---------- Dataset excerpts

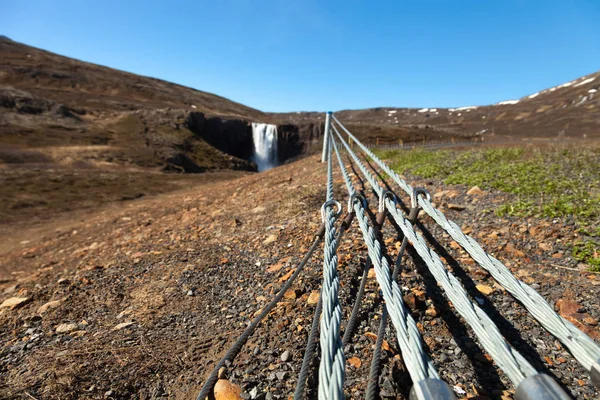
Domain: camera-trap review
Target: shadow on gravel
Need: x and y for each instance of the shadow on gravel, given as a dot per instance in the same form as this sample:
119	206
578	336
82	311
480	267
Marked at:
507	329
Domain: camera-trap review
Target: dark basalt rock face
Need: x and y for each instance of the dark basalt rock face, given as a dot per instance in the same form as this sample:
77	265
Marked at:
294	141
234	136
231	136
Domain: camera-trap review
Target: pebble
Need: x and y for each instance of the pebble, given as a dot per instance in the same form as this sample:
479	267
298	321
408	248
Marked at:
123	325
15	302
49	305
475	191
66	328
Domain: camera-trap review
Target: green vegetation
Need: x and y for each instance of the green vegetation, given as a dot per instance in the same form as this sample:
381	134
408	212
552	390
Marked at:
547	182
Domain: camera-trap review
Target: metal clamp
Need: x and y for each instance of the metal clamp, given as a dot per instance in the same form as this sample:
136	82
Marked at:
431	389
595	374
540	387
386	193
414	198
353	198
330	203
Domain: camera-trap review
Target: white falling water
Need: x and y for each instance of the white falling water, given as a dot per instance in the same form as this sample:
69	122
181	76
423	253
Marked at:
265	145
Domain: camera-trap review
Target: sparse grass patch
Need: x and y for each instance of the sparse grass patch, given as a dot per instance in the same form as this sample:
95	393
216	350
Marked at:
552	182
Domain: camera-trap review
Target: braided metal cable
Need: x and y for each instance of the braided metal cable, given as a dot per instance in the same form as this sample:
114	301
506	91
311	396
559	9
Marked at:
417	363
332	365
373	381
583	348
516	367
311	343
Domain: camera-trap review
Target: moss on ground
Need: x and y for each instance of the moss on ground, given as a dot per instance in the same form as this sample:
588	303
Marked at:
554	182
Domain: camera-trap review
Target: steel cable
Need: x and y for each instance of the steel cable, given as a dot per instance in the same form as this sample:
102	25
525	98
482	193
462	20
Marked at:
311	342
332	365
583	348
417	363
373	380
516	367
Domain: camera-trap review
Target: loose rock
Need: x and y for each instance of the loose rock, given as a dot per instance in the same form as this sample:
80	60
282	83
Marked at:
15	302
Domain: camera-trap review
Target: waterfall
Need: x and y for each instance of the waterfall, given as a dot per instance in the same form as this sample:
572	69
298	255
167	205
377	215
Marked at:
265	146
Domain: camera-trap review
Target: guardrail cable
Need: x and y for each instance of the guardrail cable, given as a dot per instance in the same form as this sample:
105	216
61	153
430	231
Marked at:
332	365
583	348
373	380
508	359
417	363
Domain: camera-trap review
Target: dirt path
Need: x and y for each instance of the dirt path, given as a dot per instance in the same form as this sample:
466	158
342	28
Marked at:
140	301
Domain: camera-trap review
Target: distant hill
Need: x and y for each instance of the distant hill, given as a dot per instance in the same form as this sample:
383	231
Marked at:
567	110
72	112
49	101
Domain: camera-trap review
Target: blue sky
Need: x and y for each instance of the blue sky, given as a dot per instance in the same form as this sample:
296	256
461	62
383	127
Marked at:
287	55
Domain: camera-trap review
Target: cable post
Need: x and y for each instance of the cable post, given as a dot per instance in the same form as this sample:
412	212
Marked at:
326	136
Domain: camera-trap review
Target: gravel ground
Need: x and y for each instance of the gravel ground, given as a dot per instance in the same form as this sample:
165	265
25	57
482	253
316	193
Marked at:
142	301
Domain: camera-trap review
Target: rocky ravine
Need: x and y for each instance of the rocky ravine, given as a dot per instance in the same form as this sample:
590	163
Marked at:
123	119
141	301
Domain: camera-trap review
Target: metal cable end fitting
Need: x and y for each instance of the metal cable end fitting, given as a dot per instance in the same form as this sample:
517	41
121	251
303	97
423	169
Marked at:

--------------------

■ **Instructions to follow**
Please pick out every line in the rows above that contains the string "cable", and copy each one in full. Case counts.

■ **Correct output**
Target: braided metal cable
Need: x and y for each instance of the braided metal cable, given as a dot per instance in the same form as this sample:
Target: steel cable
Need: x and y for each instance of the steel cable, given as a dot per instance in the same form as this sample:
Target: guardrail cable
Need: x and y for each instance of the guardrail cable, given as a dot per instance in the same form as this sample:
Target: cable post
Need: x and y for each instance of the cable post, given as a dot per instance in the same form as this sample:
Target: metal cable end fitting
Need: x and y for each instance of the metal cable end fitting, given as a dot per instance in the same form as this sample:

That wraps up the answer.